▸ Task statement: Can you write out every item below word for word, without changing anything?

** Start **

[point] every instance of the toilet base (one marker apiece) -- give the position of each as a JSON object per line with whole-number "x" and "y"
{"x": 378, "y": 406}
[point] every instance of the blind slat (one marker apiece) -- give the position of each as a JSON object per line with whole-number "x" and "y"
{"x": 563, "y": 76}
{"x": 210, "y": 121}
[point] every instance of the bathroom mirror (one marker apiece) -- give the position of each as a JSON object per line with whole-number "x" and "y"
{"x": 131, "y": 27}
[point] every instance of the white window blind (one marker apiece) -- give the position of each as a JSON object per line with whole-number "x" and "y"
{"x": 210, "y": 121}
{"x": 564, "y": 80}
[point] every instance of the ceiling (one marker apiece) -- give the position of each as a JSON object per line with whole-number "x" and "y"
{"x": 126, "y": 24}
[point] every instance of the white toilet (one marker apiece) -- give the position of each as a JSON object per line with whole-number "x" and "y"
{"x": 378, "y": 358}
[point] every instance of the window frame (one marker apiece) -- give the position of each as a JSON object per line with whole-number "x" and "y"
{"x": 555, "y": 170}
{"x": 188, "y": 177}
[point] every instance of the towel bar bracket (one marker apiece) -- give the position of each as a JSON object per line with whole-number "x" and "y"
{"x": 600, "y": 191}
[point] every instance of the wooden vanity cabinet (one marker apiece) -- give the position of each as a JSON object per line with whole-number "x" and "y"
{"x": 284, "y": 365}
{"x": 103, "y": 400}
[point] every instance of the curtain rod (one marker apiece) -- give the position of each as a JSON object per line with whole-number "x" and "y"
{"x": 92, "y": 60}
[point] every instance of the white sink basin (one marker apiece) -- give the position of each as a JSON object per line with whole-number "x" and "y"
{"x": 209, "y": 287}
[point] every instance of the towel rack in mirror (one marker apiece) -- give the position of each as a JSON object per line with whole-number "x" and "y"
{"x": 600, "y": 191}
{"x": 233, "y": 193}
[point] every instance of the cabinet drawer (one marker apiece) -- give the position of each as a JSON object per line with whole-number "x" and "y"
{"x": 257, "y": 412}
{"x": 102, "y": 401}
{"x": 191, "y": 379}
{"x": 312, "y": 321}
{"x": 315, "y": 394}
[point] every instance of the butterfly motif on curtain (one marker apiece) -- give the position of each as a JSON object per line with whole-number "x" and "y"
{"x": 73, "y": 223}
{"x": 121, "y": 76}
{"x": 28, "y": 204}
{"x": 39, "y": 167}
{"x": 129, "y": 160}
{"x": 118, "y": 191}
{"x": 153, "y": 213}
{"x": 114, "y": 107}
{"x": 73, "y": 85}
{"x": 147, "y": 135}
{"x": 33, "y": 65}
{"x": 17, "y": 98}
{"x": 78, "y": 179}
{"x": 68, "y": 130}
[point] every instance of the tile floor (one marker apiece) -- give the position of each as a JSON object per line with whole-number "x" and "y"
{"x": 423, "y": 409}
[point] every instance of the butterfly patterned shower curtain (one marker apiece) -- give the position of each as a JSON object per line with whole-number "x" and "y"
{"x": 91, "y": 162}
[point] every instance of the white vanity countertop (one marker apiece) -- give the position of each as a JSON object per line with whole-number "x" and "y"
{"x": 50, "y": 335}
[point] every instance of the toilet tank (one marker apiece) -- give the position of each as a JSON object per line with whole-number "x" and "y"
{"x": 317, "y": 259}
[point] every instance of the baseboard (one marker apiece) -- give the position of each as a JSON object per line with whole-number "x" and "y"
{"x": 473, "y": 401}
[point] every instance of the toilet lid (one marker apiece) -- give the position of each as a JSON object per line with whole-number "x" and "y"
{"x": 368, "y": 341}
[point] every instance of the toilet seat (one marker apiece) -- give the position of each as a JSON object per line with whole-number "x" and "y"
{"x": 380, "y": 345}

** End **

▸ Task result:
[point] every instance of the toilet base (one marker apiece) -- give the position of each as a JSON object per line with whole-number "x" and "y"
{"x": 378, "y": 406}
[point] every instance of the blind slat (one marker apiece) -- give the position of each as a JSON object per line with whole-number "x" and "y"
{"x": 563, "y": 76}
{"x": 210, "y": 121}
[point] every instance of the bathroom mirror (one marker apiece) -- give the position of each as a JSON object per line with whole-number "x" and "y"
{"x": 131, "y": 27}
[point] every instance of the white window blind (one marker apiece) -- give the position of each as a JSON object per line with whole-number "x" and "y"
{"x": 210, "y": 121}
{"x": 564, "y": 80}
[point] every instance of the ceiling (one marker apiece) -- give the position of each as a JSON object per line with whole-number "x" and "y"
{"x": 126, "y": 24}
[point] every instance of the white toilet (one marker apiece) -- give the position of each as a JSON object per line with whole-number "x" and "y"
{"x": 378, "y": 358}
[point] every instance of the window frame (one marker apiece) -- give the position of each as a JSON object per line with whole-number "x" and "y"
{"x": 555, "y": 170}
{"x": 188, "y": 177}
[point] every instance of the towel bar bracket (one marker apiece) -- give the position of each as a JSON object per line with whole-number "x" and "y"
{"x": 600, "y": 191}
[point] every instance of the wooden vanity cabinet (one marker apiece) -- give the position of each as a JSON object per line with whole-number "x" and "y"
{"x": 284, "y": 365}
{"x": 103, "y": 400}
[point] every instance of the curtain rod (one marker apiece) -- give the position of each as a JSON object per line with whole-number "x" and "y"
{"x": 92, "y": 60}
[point] every instance of the white sink basin (one marker apiece) -- give the position of each as a JSON object per line with whole-number "x" and "y"
{"x": 209, "y": 287}
[point] every instance of the towel rack in mirror (one marker apiece) -- give the position of each as a JSON object per line with whole-number "x" and "y"
{"x": 600, "y": 191}
{"x": 233, "y": 193}
[point] every instance of the cabinet drawer (one marker apiece) -- give the position of each as a JSON object per line with whole-number "x" and "y"
{"x": 257, "y": 412}
{"x": 102, "y": 401}
{"x": 191, "y": 379}
{"x": 312, "y": 321}
{"x": 315, "y": 394}
[point] every instance of the butterfly motif on curtain (one marker apiece) -- give the position of each as a JSON object per line with whole-number "x" and "y"
{"x": 73, "y": 223}
{"x": 121, "y": 76}
{"x": 28, "y": 204}
{"x": 39, "y": 167}
{"x": 129, "y": 160}
{"x": 118, "y": 191}
{"x": 153, "y": 213}
{"x": 114, "y": 107}
{"x": 73, "y": 85}
{"x": 147, "y": 135}
{"x": 33, "y": 65}
{"x": 17, "y": 98}
{"x": 78, "y": 179}
{"x": 68, "y": 130}
[point] every instance of the tile floor (one marker apiece) -- give the position of each as a JSON object per line with whole-number "x" and "y"
{"x": 423, "y": 409}
[point] every instance of the butterfly patterned shower curtain (one marker apiece) -- give the position of each as a JSON object per line with whole-number "x" and "y"
{"x": 91, "y": 162}
[point] every instance of the white vanity countertop (one marker apiece) -- give the position of each as a JSON object per line with whole-number "x" and "y"
{"x": 50, "y": 335}
[point] every instance of the toilet tank (one marker apiece) -- give the position of each as a JSON object per line with whole-number "x" and "y"
{"x": 317, "y": 259}
[point] every instance of the baseboard (one marker apiece) -- give the position of each as a JSON object per line with whole-number "x" and "y"
{"x": 473, "y": 401}
[point] every instance of the toilet lid (one marker apiece) -- give the position of each as a JSON object per line with whole-number "x" and "y"
{"x": 368, "y": 341}
[point] every instance of the toilet seat (one marker apiece) -- give the position of each as a JSON object per line with whole-number "x" and "y"
{"x": 380, "y": 345}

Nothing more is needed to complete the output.